Can you convert every line of the material below into a JSON list of strings, one string per line, with blank lines skipped and the pictures left out?

·····

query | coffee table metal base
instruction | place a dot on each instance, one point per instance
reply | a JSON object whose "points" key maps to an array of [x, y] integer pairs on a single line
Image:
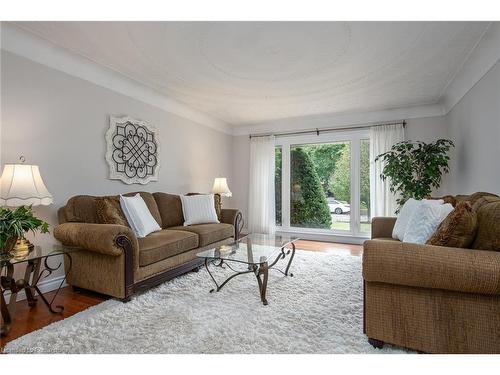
{"points": [[260, 270]]}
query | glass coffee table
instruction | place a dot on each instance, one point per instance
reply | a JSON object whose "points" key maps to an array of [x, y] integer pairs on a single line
{"points": [[40, 262], [258, 252]]}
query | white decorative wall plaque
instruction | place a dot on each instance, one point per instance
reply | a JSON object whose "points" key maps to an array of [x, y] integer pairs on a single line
{"points": [[132, 150]]}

·····

◆ **FULL SOLUTION**:
[
  "query | coffee table metal base",
  "instruction | place a dot on each instance, one point per instance",
  "reply | a JSON object whose \"points\" key maps to an array of [x, y] integer pairs on a single line",
  "Image:",
  "{\"points\": [[260, 270]]}",
  "query | glass coffee table",
  "instruction | place a dot on each instance, one point per instance",
  "reply | a JSON object whose \"points\" key maps to an array of [x, y] integer pairs on a single line",
  "{\"points\": [[40, 262], [258, 252]]}",
  "query | white decorative wall plaque",
  "instruction | place a dot on each instance, one point per instance",
  "reply | a JSON object whose \"points\" key maps to an array of [x, y] integer pairs on a single line",
  "{\"points\": [[132, 150]]}"
]